(Some lines)
----
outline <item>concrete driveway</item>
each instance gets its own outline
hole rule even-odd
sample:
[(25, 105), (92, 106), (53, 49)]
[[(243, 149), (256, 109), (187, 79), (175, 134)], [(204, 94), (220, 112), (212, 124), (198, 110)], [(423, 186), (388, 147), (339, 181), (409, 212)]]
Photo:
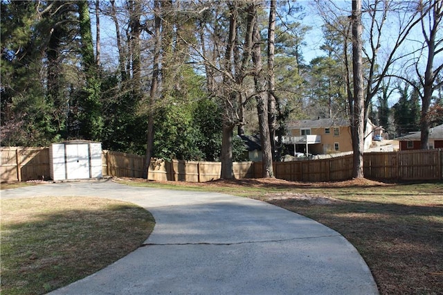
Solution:
[(260, 201), (136, 188), (110, 180), (1, 190), (1, 199), (96, 196), (156, 220), (135, 251), (53, 294), (375, 294), (359, 253), (337, 232)]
----
Direction: Print all of the lines above word for word, omitting the pictures.

The solution:
outline <item>concrete driveway</item>
each instance gets its own outline
hole rule even-odd
sample:
[(25, 105), (92, 106), (53, 49)]
[[(243, 149), (256, 109), (187, 79), (175, 134)], [(204, 94), (220, 112), (212, 124), (198, 110)], [(423, 186), (388, 147), (339, 181), (409, 212)]]
Photo:
Solution:
[(260, 201), (136, 188), (110, 180), (1, 190), (1, 199), (96, 196), (156, 220), (135, 251), (53, 294), (375, 294), (359, 253), (337, 232)]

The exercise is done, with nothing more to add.